La géopolitique de la région de l’océan Indien est en pleine mutation. La région est le théâtre d’une intensification de la concurrence entre grandes puissances, notamment entre la Chine et l’Inde, la Chine et les États-Unis, et plus généralement la Russie et l’Occident. En outre, la montée en puissance de puissances régionales telles que le Kenya, l’Arabie saoudite, les Émirats arabes unis (EAU), l’Iran, l’Inde, l’Indonésie et l’Australie en tant qu’acteurs géopolitiques et géoéconomiques puissants a également un impact profond. Ces deux processus simultanés se jouent dans les six sous-régions de l’océan Indien : l’Afrique australe, l’Afrique de l’Est, l’Asie de l’Ouest, l’Asie du Sud, l’Asie du Sud-Est et l’Australie. Et ils sont susceptibles d’intensifier encore davantage la fluidité de la géopolitique à l’avenir.

Travail à faire »
**A.** Traduisez en anglais cette phrase du texte sur l'océan Indien : « Ces deux processus simultanés se jouent dans les six sous-régions de l’océan Indien : l’Afrique australe, l’Afrique de l’Est, l’Asie de l’Ouest, l’Asie du Sud, l’Asie du Sud-Est et l’Australie. »
**B.** Recopiez le passage du texte sur l'océan Indien situé entre « La géopolitique de » et « géopolitique à l’avenir. », ces deux bornes comprises.
Les lignes qui suivent n'ont aucun rapport avec le texte sur l'océan Indien.

Données présentées »
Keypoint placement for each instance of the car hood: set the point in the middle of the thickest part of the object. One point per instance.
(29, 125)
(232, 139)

Corrigé complet »
**A.** These two simultaneous processes are playing out in the six subregions of the Indian Ocean: Southern Africa, East Africa, West Asia, South Asia, Southeast Asia and Australia.

**B.**
La géopolitique de la région de l’océan Indien est en pleine mutation. La région est le théâtre d’une intensification de la concurrence entre grandes puissances, notamment entre la Chine et l’Inde, la Chine et les États-Unis, et plus généralement la Russie et l’Occident. En outre, la montée en puissance de puissances régionales telles que le Kenya, l’Arabie saoudite, les Émirats arabes unis (EAU), l’Iran, l’Inde, l’Indonésie et l’Australie en tant qu’acteurs géopolitiques et géoéconomiques puissants a également un impact profond. Ces deux processus simultanés se jouent dans les six sous-régions de l’océan Indien : l’Afrique australe, l’Afrique de l’Est, l’Asie de l’Ouest, l’Asie du Sud, l’Asie du Sud-Est et l’Australie. Et ils sont susceptibles d’intensifier encore davantage la fluidité de la géopolitique à l’avenir.